━━━ Information supplied ━━━
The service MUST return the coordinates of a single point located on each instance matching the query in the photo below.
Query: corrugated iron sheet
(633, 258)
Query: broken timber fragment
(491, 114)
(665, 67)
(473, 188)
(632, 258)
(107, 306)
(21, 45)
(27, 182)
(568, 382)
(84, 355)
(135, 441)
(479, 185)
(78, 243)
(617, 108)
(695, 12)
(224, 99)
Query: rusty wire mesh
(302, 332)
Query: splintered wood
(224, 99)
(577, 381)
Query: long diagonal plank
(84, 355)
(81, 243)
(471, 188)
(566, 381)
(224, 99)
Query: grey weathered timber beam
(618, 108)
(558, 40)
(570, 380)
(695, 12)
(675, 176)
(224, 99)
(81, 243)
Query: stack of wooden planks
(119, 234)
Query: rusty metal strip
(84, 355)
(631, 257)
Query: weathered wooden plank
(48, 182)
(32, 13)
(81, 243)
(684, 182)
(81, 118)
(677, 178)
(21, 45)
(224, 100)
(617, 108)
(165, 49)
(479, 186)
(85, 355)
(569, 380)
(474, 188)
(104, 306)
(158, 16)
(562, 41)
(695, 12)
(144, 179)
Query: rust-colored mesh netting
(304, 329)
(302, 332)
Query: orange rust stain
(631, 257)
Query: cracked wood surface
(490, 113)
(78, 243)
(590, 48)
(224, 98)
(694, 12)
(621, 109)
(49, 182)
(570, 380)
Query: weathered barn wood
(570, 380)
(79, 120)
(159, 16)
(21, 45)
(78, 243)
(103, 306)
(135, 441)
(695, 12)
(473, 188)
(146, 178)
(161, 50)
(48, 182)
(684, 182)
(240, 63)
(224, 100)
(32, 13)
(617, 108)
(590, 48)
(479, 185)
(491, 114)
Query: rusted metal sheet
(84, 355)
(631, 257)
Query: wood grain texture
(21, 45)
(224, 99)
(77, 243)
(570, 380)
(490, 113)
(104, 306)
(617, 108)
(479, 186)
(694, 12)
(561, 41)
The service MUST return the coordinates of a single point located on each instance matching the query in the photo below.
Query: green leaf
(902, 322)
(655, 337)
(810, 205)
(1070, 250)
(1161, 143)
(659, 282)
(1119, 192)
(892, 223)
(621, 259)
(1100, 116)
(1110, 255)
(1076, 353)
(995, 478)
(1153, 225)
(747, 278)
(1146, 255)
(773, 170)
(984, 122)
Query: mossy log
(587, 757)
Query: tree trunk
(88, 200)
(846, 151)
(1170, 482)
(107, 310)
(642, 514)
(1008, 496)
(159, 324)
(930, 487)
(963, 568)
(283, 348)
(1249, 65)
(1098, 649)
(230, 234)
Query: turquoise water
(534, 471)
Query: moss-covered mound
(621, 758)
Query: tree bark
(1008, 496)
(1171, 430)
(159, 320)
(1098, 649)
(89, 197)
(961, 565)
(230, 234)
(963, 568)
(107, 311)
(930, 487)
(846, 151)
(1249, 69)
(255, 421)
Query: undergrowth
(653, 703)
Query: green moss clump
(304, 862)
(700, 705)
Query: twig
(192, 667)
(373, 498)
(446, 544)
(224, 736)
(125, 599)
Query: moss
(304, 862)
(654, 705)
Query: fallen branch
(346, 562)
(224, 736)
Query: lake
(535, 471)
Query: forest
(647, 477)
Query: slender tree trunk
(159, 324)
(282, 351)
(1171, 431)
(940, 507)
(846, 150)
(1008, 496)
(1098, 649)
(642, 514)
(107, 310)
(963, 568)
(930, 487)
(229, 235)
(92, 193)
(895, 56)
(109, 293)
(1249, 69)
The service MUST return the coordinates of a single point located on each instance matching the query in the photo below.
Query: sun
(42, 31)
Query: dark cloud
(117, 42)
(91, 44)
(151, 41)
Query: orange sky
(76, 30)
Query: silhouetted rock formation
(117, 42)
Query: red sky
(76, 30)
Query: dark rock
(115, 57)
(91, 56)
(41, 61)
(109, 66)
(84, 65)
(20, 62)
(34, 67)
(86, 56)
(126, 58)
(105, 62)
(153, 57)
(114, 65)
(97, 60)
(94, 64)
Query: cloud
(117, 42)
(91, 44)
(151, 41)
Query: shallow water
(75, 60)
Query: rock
━━━
== What is required ==
Convert the lines of the material above into a numbered list, leaving out any blank lines.

== Answer to the exercise ==
1. The service MUST return the coordinates of a single point located on each instance matching the query in the photo below.
2. Query: corrugated iron sheet
3. (633, 258)
4. Query: broken timber fragment
5. (491, 114)
6. (665, 67)
7. (473, 188)
8. (632, 258)
9. (107, 306)
10. (21, 45)
11. (27, 182)
12. (568, 382)
13. (84, 355)
14. (135, 441)
15. (479, 185)
16. (78, 243)
17. (617, 108)
18. (695, 12)
19. (224, 99)
20. Query: rusty wire mesh
21. (302, 332)
22. Query: splintered wood
23. (224, 99)
24. (577, 381)
25. Query: long diagonal plank
26. (84, 355)
27. (81, 243)
28. (471, 188)
29. (566, 381)
30. (224, 99)
31. Query: grey weathered timber beam
32. (618, 108)
33. (558, 40)
34. (570, 380)
35. (695, 12)
36. (675, 176)
37. (224, 99)
38. (81, 243)
39. Query: stack of wooden planks
40. (119, 234)
41. Query: rusty metal strip
42. (84, 355)
43. (631, 257)
44. Query: weathered wooden plank
45. (48, 182)
46. (32, 13)
47. (81, 243)
48. (684, 182)
49. (81, 118)
50. (677, 178)
51. (21, 45)
52. (224, 100)
53. (617, 108)
54. (165, 49)
55. (479, 186)
56. (85, 355)
57. (569, 380)
58. (474, 188)
59. (104, 306)
60. (158, 16)
61. (562, 41)
62. (695, 12)
63. (144, 179)
64. Query: rust-colored mesh netting
65. (304, 329)
66. (302, 332)
67. Query: orange rust stain
68. (631, 257)
69. Query: cracked wood surface
70. (490, 113)
71. (78, 243)
72. (590, 48)
73. (224, 98)
74. (694, 12)
75. (621, 109)
76. (49, 182)
77. (570, 380)
78. Query: weathered barn wood
79. (570, 380)
80. (79, 120)
81. (159, 16)
82. (21, 45)
83. (78, 243)
84. (103, 306)
85. (135, 441)
86. (695, 12)
87. (473, 188)
88. (146, 178)
89. (161, 50)
90. (48, 182)
91. (684, 182)
92. (240, 63)
93. (224, 100)
94. (32, 13)
95. (617, 108)
96. (590, 48)
97. (479, 185)
98. (491, 114)
99. Query: rusted metal sheet
100. (84, 355)
101. (631, 257)
102. Query: wood grain texture
103. (21, 45)
104. (224, 99)
105. (77, 243)
106. (570, 380)
107. (490, 113)
108. (104, 306)
109. (617, 108)
110. (479, 186)
111. (694, 12)
112. (561, 41)
113. The service MUST return the coordinates of a single point located on each instance matching the query in the photo below.
114. Query: green leaf
115. (902, 322)
116. (655, 337)
117. (810, 205)
118. (1070, 250)
119. (1161, 143)
120. (659, 282)
121. (1119, 192)
122. (892, 223)
123. (621, 259)
124. (1100, 116)
125. (1110, 255)
126. (1076, 353)
127. (995, 478)
128. (1153, 225)
129. (747, 278)
130. (1146, 255)
131. (773, 170)
132. (984, 122)
133. Query: mossy log
134. (587, 757)
135. Query: tree trunk
136. (88, 200)
137. (846, 151)
138. (1170, 482)
139. (107, 310)
140. (642, 514)
141. (1008, 496)
142. (159, 324)
143. (930, 487)
144. (963, 568)
145. (283, 348)
146. (1249, 65)
147. (1098, 649)
148. (230, 234)
149. Query: turquoise water
150. (534, 471)
151. Query: moss-covered mound
152. (621, 758)
153. Query: tree bark
154. (1008, 496)
155. (1171, 430)
156. (159, 320)
157. (1098, 649)
158. (89, 197)
159. (961, 565)
160. (230, 234)
161. (963, 568)
162. (107, 311)
163. (930, 487)
164. (846, 151)
165. (1249, 69)
166. (255, 421)
167. Query: undergrowth
168. (653, 703)
169. Query: green moss clump
170. (304, 862)
171. (700, 705)
172. Query: twig
173. (192, 667)
174. (373, 498)
175. (446, 544)
176. (224, 736)
177. (125, 599)
178. Query: moss
179. (304, 862)
180. (654, 705)
181. Query: fallen branch
182. (346, 562)
183. (224, 736)
184. Query: lake
185. (535, 471)
186. Query: forest
187. (647, 477)
188. Query: slender tree trunk
189. (159, 324)
190. (282, 351)
191. (1171, 431)
192. (940, 507)
193. (846, 150)
194. (1008, 496)
195. (1098, 649)
196. (642, 514)
197. (107, 310)
198. (963, 568)
199. (930, 487)
200. (229, 235)
201. (92, 193)
202. (895, 56)
203. (109, 293)
204. (1249, 69)
205. The service MUST return the coordinates of a single point located on each instance matching the query in the photo below.
206. Query: sun
207. (42, 31)
208. Query: dark cloud
209. (117, 42)
210. (91, 44)
211. (151, 41)
212. Query: orange sky
213. (76, 30)
214. Query: silhouetted rock formation
215. (117, 42)
216. Query: red sky
217. (76, 30)
218. Query: dark rock
219. (115, 57)
220. (91, 56)
221. (41, 61)
222. (109, 66)
223. (84, 65)
224. (20, 62)
225. (34, 67)
226. (86, 56)
227. (126, 58)
228. (105, 62)
229. (153, 57)
230. (114, 65)
231. (97, 60)
232. (94, 64)
233. Query: cloud
234. (117, 42)
235. (91, 44)
236. (151, 41)
237. Query: shallow water
238. (75, 60)
239. Query: rock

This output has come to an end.